**EXCERPTED TEXT:**
§ §

The Montreal Transducer module for GATE
User guide
Copyright Luc Plamondon, Université de Montréal,
2004.
plamondl@iro.umontreal.ca
$Id: README.html,v 1.4 2004/04/14 19:35:55 plamondl Exp $
Table of contents
-
What is GATE
-
What is the Montreal Transducer?
-
Getting help
-
Installation procedure
-
How to use it with the GATE GUI?
-
How to use it in a standalone GATE program?
-
Changes to the JAPE language
-
For developers
-
Licence
-
Change log
1) What is GATE?
GATE is a development environment for language engineering. It is open
source and it can be downloaded from http://gate.ac.uk.
The processing of a document is divided into small tasks that are performed
by independent JavaBeans modules. The Montreal Transducer is one of those
modules.
2) What is the Montreal Transducer?
A transducer has 2 inputs: a document and a human-readable grammar. Generally,
the output is a document with annotations added according to the grammar,
but it could be anything else because the grammar allows Java code to be
executed upon the parsing of a rule. A transducer can be used to identify
named entities in a document, for example.
The GATE framework (2.1 and 2.2) comes with a basic "Jape Transducer"

§ §

**GIVEN MATERIAL:**
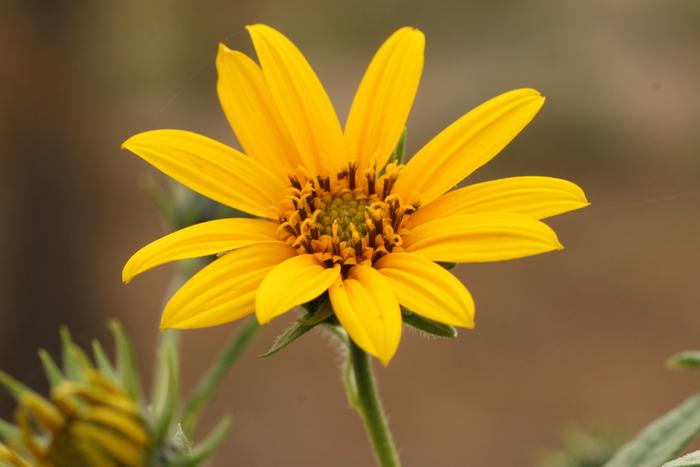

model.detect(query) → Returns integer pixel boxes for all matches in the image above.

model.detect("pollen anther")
[277,161,417,272]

§ §

**EXERCISE REQUIREMENTS:**
1. Answer these questions from the Montreal Transducer user guide:
(a) Who holds the copyright, and at which university?
(b) From which address can GATE be downloaded?
(c) What are the two inputs of a transducer?
2. Retype the passage of the Montreal Transducer user guide between "plamondl@iro.umontreal.ca" and "the GATE GUI?", inclusive.

**RESULTS FOR THE EXERCISE:**
1.
(a) Luc Plamondon, Université de Montréal.
(b) http://gate.ac.uk.
(c) A document and a human-readable grammar.

2.
plamondl@iro.umontreal.ca
$Id: README.html,v 1.4 2004/04/14 19:35:55 plamondl Exp $
Table of contents
-
What is GATE
-
What is the Montreal Transducer?
-
Getting help
-
Installation procedure
-
How to use it with the GATE GUI?